Work required: Quote the tulip mania text exactly, from the part that opens with the words containing "From June 2010, raw" through the part that closes with "against the consumer.".

Supplied passage:
TULIPS, FLEUR DE LIS AND THE ECONOMIC BUBBLES

Tulip mania or tulipomania was a period in the Dutch Golden Age during which contract prices for bulbs of the recently introduced tulip reached extraordinarily high levels and then suddenly collapsed. At the peak of tulip mania, in February 1637, some single tulip bulbs sold for more than 10 times the annual income of a skilled craftsman.. The term «tulip mania» is now often used metaphorically to refer to any large economic bubble (when asset prices deviate from intrinsic values).

Currently, the market pressure on food commodities and world tension between supply and demand for cereals will leap steeply the price of commodities in Spain. Bad news for the consumer price index. In fact, food has gone up by 5, 6% this year, two points above the CPI in February.

From June 2010, raw materials have soared over 100% in some cases . The unstoppable increase of oil, another basic element of business costs for producers as well as processors and distributors, also is against the consumer.

Agriculture and livestock producers and manufacturers prepare an steady rise in prices. During 2010, food prices rose significantly and, as happened in 2007 and during the first half of 2008 (the last great food crisis).

Dataset extract:
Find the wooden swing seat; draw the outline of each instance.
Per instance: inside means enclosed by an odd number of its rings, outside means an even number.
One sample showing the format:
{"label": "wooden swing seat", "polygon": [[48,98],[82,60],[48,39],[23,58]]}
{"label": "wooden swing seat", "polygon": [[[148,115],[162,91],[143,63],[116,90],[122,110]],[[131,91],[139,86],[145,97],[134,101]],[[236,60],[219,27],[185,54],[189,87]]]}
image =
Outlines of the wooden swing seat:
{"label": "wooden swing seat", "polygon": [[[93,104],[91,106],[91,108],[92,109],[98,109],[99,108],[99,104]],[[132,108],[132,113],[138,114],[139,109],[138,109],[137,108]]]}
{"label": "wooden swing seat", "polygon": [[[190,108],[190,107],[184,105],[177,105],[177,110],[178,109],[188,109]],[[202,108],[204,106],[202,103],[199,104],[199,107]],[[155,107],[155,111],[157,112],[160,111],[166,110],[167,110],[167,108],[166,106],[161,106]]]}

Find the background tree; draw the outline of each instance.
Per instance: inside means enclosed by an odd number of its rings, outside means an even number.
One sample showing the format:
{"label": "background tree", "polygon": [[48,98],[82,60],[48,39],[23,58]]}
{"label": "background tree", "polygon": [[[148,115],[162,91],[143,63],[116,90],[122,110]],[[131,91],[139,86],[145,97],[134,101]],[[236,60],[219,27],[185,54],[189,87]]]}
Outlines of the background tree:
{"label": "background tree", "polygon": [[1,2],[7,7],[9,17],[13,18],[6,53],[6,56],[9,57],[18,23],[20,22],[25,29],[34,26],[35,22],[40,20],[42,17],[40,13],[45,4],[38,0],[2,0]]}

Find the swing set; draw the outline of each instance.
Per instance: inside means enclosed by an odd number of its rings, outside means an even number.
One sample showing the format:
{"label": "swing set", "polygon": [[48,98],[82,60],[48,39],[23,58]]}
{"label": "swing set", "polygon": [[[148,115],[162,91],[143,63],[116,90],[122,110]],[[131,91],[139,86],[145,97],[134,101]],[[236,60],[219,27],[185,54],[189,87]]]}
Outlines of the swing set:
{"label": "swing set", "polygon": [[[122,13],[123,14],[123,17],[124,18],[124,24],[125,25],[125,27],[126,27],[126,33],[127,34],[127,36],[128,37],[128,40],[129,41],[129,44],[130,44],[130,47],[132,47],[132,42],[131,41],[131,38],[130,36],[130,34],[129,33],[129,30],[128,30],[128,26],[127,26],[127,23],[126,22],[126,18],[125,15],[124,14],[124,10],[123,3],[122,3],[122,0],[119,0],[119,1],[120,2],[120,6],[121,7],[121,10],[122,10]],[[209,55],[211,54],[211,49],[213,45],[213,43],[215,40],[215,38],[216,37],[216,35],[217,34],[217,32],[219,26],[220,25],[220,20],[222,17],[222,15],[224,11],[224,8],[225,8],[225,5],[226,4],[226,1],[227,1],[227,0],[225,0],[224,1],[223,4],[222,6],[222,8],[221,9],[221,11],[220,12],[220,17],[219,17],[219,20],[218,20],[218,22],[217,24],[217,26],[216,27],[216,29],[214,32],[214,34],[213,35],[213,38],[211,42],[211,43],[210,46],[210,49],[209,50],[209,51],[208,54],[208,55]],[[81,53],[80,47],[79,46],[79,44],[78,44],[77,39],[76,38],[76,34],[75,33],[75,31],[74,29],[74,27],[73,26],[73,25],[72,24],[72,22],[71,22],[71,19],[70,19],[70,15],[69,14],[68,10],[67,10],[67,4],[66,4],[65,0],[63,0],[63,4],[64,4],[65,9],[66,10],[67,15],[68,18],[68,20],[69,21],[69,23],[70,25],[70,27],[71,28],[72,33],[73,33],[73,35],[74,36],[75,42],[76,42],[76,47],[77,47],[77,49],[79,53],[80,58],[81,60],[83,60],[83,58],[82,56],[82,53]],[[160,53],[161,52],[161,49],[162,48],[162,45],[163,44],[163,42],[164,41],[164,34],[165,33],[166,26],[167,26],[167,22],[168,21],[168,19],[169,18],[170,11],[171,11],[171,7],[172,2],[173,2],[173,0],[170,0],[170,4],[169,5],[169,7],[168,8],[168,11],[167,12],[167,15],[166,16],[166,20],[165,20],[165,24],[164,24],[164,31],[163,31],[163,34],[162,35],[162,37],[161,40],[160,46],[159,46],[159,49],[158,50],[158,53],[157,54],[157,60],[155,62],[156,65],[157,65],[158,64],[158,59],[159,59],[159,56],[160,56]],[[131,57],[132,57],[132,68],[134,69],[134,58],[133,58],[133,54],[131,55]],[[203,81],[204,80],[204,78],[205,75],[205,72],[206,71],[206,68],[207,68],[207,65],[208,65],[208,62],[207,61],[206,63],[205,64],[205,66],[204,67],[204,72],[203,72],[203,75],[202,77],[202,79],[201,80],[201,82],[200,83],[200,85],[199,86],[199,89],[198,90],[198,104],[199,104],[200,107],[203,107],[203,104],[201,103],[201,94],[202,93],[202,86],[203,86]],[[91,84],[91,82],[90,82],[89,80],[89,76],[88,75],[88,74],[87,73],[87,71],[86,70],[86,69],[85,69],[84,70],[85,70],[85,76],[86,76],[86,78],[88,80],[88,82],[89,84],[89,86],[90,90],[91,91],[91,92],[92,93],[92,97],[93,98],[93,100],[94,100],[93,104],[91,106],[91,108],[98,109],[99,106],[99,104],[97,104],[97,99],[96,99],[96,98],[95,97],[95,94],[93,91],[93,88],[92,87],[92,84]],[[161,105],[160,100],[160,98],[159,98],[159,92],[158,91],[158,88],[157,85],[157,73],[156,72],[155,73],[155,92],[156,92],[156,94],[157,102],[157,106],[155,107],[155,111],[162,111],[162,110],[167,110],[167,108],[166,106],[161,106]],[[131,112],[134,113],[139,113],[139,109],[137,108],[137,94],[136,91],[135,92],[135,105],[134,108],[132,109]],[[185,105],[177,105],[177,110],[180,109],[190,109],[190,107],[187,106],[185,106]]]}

Response area:
From June 2010, raw materials have soared over 100% in some cases . The unstoppable increase of oil, another basic element of business costs for producers as well as processors and distributors, also is against the consumer.